▸ Problem description:
Pick out each line in the material below that contains the word "asphalt" and copy those lines.

▸ Saved entries:
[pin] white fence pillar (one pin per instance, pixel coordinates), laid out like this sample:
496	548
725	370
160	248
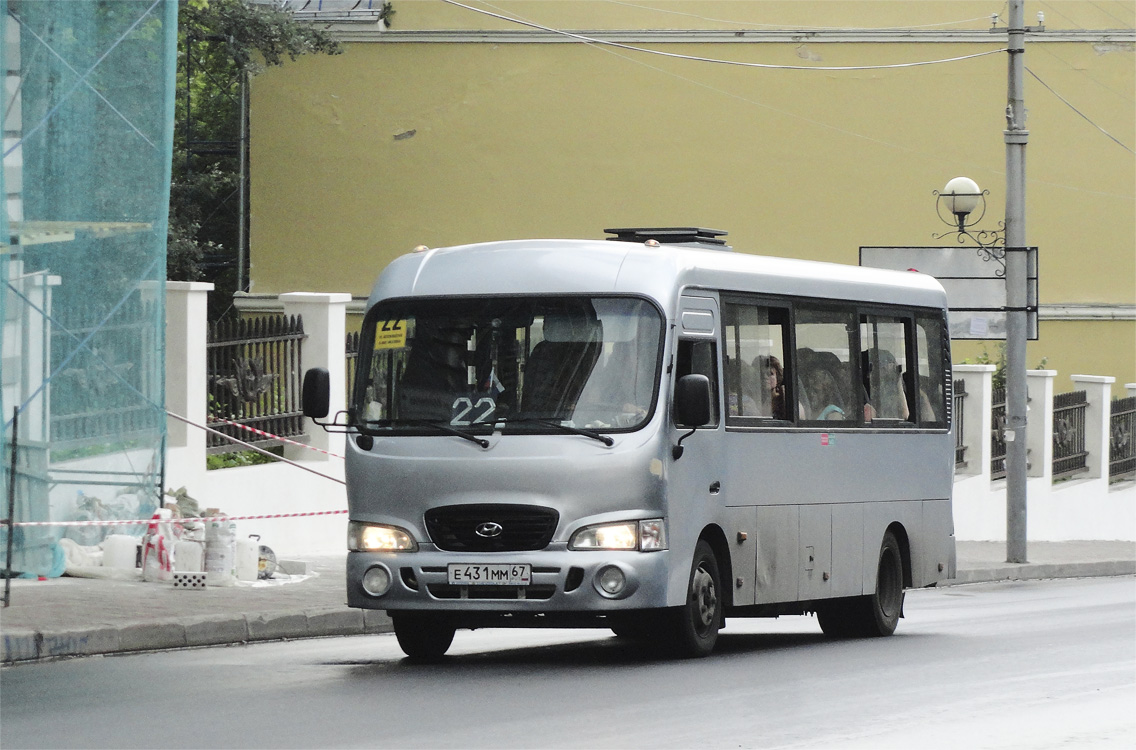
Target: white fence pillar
==
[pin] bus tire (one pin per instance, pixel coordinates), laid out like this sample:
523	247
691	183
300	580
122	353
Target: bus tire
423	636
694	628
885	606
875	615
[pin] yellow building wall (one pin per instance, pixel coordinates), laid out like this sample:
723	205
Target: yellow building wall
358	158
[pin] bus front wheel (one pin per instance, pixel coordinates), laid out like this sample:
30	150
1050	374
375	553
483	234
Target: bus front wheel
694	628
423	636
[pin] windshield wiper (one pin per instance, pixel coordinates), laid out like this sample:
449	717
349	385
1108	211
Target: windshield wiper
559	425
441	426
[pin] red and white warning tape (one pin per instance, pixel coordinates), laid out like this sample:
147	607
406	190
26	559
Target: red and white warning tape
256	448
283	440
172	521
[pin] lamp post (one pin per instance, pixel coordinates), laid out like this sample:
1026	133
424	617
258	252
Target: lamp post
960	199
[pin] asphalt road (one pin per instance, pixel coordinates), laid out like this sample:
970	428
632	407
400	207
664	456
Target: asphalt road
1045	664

▸ Answer for this exercise:
[pin] asphalt road (one pin per instance, pixel coordinates), laid out like this sample:
Target: asphalt road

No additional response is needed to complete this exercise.